Innovant par sa volonté de sublimer un matériau pauvre, classique par son refus de rompre avec l’histoire, Perret fournit l’exemple même de l’architecte à cheval sur la tradition et la modernité auquel notre époque semble en partie donner raison.
1900. Auguste Perret a vingt-six ans. Comme pour de nombreux jeunes de sa génération, tout semble possible. L’avènement d’autres mondes. La fin du figuratif dans l’art. Des inventions que nul n’aurait imaginées seulement dix ans auparavant. Son histoire familiale est à l’image de l’époque. Son grand-père était carrier par nécessité, son père tailleur de pierre par opportunité, Auguste, lui, sera «architecte spécialisé dans le béton armé». Plus qu’une ascension sociale c’est un saut dans le futur. Plus qu’un métier c’est une vocation. Plus qu’un choix, cela va devenir une obsession.
Alors que l’usage du nouveau matériau commence à se généraliser, Perret fait partie des premiers à avoir saisi l’importance du béton, «tant du point de vue de la solidité, que de l’incombustibilité et de l’économie», et à militer pour que l’utilisation de ce nouveau matériau aille de pair avec une nouvelle façon de construire mais aussi avec une nouvelle esthétique.
Pour saisir la révolution que représente cette démarche, il faut rappeler qu’à la différence du mortier utilisé par les Romains (1/3 de chaux, 2/3 de sable), le béton est plus qu’un simple liant et c’est tout son intérêt. Mélangé à du gravier, le ciment devient béton, puis béton armé lorsqu’on y intègre de l’acier. Peut-on l’utiliser en lieu et place de la maçonnerie traditionnelle ? Peut-il être autre chose qu’une ossature chargée de porter une construction et que l’on soustrait au regard ? Ou peut-il fournir la matière bien visible de l’architecture ?
Le béton moulé du Révérend Parker
De la même façon que l’on imagine les premières voitures comme des calèches à moteur, les architectes conçoivent d’abord le béton comme un substitut de la pierre pour une architecture qui existe déjà. En un sens, quoi de plus logique : ce matériau constitué de composants peu coûteux permet de réaliser à moindres frais à peu près n’importe quelle forme. Dès la fin du XVIIIe siècle, le révérend Parker utilise le ciment qu’il a inventé pour faire des moulages au gabarit et fabriquer des pierres factices de ciment moulé. L’idée de fausse pierre ne choque personne. Au contraire.

▶ _Exercices à faire_
**a)** Dans le texte sur Auguste Perret et le béton, recopiez mot pour mot le passage qui va de «Alors que l’usage» jusqu'à «une nouvelle esthétique.».
**b)** Prolongez le texte sur Auguste Perret et le béton en reprenant juste après sa dernière phrase.

▶ _Données enregistrées_
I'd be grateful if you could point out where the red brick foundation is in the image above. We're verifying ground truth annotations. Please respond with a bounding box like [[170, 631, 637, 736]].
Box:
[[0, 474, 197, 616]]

▶ _Les réponses_
**a)**
Alors que l’usage du nouveau matériau commence à se généraliser, Perret fait partie des premiers à avoir saisi l’importance du béton, «tant du point de vue de la solidité, que de l’incombustibilité et de l’économie», et à militer pour que l’utilisation de ce nouveau matériau aille de pair avec une nouvelle façon de construire mais aussi avec une nouvelle esthétique.

**b)**
En France, la manufacture de Coignet propose aux constructeurs une gamme de décors architectoniques en béton moulé mais aussi, sur demande, des corniches, balcons, pilastres, colonnes et arabesques personnalisées. Faire de l’architecture classique sans recourir aux services d’artisans sculpteurs, à un prix défiant toute concurrence, telle est l’idée qui, Coignet en est sûr, va faire un tabac. Pour loger les ouvriers de l’usine familiale, il construit d’ailleurs en 1853 un immeuble d’apparence haussmannienne avec des moulures figurant un décor de feuilles et de fruits sur les linteaux.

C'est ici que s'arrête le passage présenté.